◆ Einträge zur Positionsbestimmung:
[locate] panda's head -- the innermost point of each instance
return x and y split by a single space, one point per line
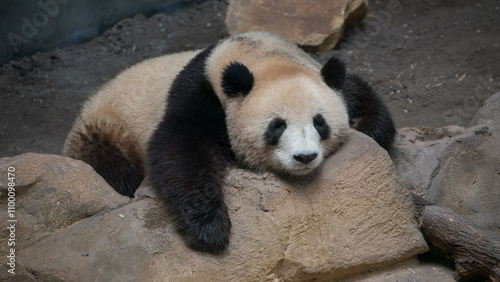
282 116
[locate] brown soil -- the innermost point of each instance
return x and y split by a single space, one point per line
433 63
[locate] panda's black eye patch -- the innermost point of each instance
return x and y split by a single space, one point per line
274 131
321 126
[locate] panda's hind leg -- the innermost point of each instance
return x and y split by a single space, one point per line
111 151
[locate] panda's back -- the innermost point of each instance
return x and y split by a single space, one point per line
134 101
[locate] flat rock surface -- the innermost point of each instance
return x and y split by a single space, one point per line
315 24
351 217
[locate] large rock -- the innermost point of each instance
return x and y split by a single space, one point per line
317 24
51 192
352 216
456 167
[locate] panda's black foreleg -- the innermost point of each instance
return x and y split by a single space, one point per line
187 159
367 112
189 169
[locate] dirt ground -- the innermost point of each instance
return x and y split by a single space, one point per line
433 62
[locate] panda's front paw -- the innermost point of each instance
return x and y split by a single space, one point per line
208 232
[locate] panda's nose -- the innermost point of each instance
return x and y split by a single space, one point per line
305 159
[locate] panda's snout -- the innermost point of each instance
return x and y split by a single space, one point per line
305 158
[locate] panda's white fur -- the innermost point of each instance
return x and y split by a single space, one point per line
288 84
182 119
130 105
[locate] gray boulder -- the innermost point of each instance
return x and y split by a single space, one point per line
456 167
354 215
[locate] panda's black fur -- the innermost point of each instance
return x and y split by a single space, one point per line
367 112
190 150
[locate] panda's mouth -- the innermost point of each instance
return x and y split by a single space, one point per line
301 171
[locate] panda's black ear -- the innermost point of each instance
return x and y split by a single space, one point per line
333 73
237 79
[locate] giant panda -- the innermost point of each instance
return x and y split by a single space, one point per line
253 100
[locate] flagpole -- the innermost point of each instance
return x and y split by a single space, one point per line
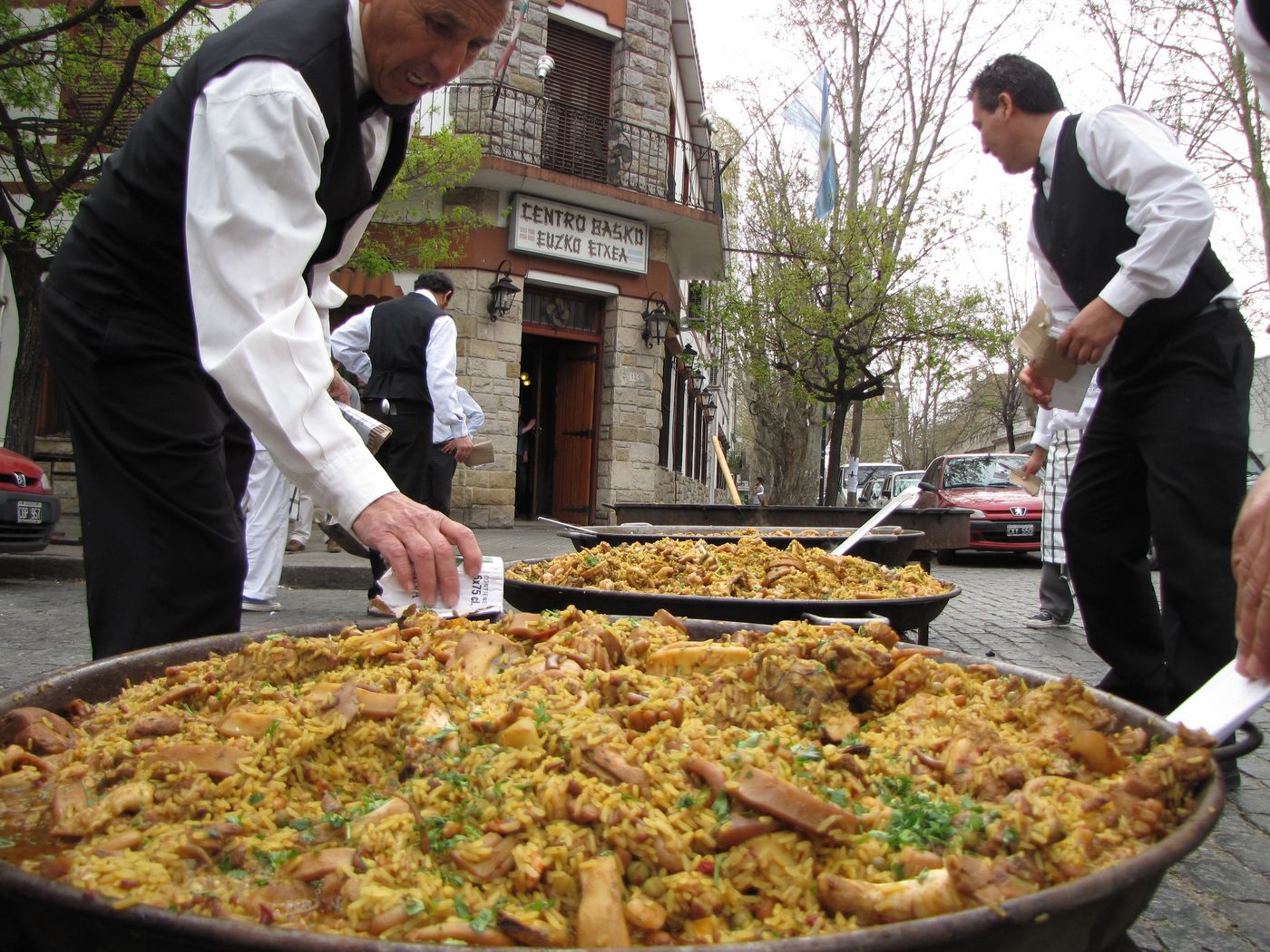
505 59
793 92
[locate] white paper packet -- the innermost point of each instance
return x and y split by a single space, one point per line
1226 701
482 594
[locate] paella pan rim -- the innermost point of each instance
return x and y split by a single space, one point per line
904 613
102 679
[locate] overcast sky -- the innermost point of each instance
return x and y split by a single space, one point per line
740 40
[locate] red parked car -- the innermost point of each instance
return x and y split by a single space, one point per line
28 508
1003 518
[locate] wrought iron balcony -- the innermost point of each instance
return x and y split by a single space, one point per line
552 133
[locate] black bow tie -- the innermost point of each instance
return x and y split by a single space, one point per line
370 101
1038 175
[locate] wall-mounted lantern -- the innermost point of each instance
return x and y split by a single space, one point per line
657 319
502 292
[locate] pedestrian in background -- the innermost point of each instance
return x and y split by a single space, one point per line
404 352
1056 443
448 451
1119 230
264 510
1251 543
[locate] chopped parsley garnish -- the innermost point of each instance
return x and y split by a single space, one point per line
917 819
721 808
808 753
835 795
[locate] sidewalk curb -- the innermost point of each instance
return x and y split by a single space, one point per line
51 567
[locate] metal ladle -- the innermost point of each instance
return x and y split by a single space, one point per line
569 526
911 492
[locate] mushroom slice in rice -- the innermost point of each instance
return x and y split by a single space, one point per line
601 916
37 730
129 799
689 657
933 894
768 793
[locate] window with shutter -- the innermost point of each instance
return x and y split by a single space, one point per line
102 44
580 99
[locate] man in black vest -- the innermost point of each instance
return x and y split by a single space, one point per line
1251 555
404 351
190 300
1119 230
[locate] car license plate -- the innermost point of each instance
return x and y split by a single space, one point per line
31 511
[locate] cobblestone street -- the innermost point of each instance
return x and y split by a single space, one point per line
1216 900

◆ ZU ERLEDIGEN: Würdest du die obigen Daten Zeile für Zeile vollständig und wortgetreu abschreiben, die Bilder aber weglassen?

◆ FERTIGE ANTWORT:
[locate] panda's head -- the innermost point of each instance
return x and y split by a single space, one point per line
282 116
[locate] brown soil -- the innermost point of each instance
return x and y split by a single space, one point per line
433 63
[locate] panda's black eye patch -- the innermost point of each instance
return x and y split by a single space, one point per line
274 131
321 126
[locate] panda's hind leg -- the innermost point of each instance
return x and y split by a single space, one point per line
111 151
[locate] panda's back -- the innermost point of each instance
return x and y split by a single space, one point per line
134 101
[locate] flat rock surface -- the innermost point of each instance
return x and y split by a single space, one point per line
315 24
351 217
[locate] large rock -- the innermost point of each instance
return x and y split by a single space, one point per line
317 24
51 192
352 216
456 167
[locate] panda's black foreleg -- the innermost point of each instance
return x and y split by a single space, one point per line
187 159
367 112
189 169
[locate] dirt ground -- the innermost point of each instance
return x and y split by a single space, one point per line
433 62
[locate] panda's front paw -- the innermost point of each instance
return x and y split by a single space, one point per line
208 232
[locate] panda's nose -- the innermost point of each instance
return x and y split by a single space, one point per line
305 159
[locate] panda's snout -- the innermost point of each instance
return x and y split by a single space, one point per line
305 158
[locate] panda's white fur -- the innermost point of each instance
return x and y split by a single space, one point per line
288 84
182 119
130 105
[locate] gray boulder -- the innermost point of each instance
return x and y split by a single space, one point per line
456 167
354 215
[locate] panda's black fur -- the innermost point of each instance
return x and y split by a single space, one point per line
367 112
190 150
[locate] panda's mouth -- the innermost point of each instance
return x and y split by a single space, one point per line
301 171
[locate] panda's black ear -- the innermost point of each instance
return x and y split by a single space, one point per line
333 73
237 79
[locate] giant panda -- the innermost point of each instance
return x and y split by a single space, one point per line
253 100
[locate] flagpole -- the innermost point of each instance
return x and y split by a single space, one point per line
505 59
793 92
[locate] white paper packet -- the innermost point of each instance
return x and y split by a single space, one point per line
1226 701
482 594
[locate] paella pan rim -- the innermost point of each instance
return x and y split by a single space, one point per line
904 613
102 679
[locate] overcast sky -- the innermost point of each instance
return x and y split by a single space, one point per line
740 40
[locate] red parked car -- the innermost point of each instance
return x and y split by a single space, one point per line
28 508
1003 518
[locate] wrought iron balcony -- the innermost point of each instance
return x and y split by a single space, one point per line
552 133
[locate] black bow tie -- the innermost point of each instance
return x and y split by a single space, one point per line
370 101
1038 175
[locate] wall-mounted lantern -- the innermost point of each instance
return x and y split by a single space, one point per line
657 319
502 292
[locate] pedestrian in background -- the innermost point of each instance
return x and y split by a single space, one point per line
404 352
1056 443
448 451
1119 230
264 510
1251 543
[locate] chopped parsley garnish -- the innermost point of each instance
return x and y split by a single space, one point per line
917 819
721 808
808 753
835 795
[locate] sidewalk curb -- the innermost point of each instance
return x and y split by a single space, one point per line
51 567
[locate] metal ladle -- the innermost point of each instance
return x and y split by a single space, one point per line
569 526
911 492
[locate] mushroom slice in rice -- the innermost point of each instance
return x and y split by a single space, one point per line
601 916
37 730
129 799
689 657
933 894
768 793
[locate] window with shutter -- the innermost point of each instance
return x and y split by a single space, one point per line
102 44
580 99
[locate] man in black vest -- the innermost point of each instance
return x and y split by a single space, one point per line
1251 555
404 351
190 300
1119 230
[locate] car license plate -- the innermost point of each instance
return x and y split by a single space, one point per line
31 511
[locate] cobblestone street -- the innermost point of each instance
return x and y split by a single space, one point per line
1216 900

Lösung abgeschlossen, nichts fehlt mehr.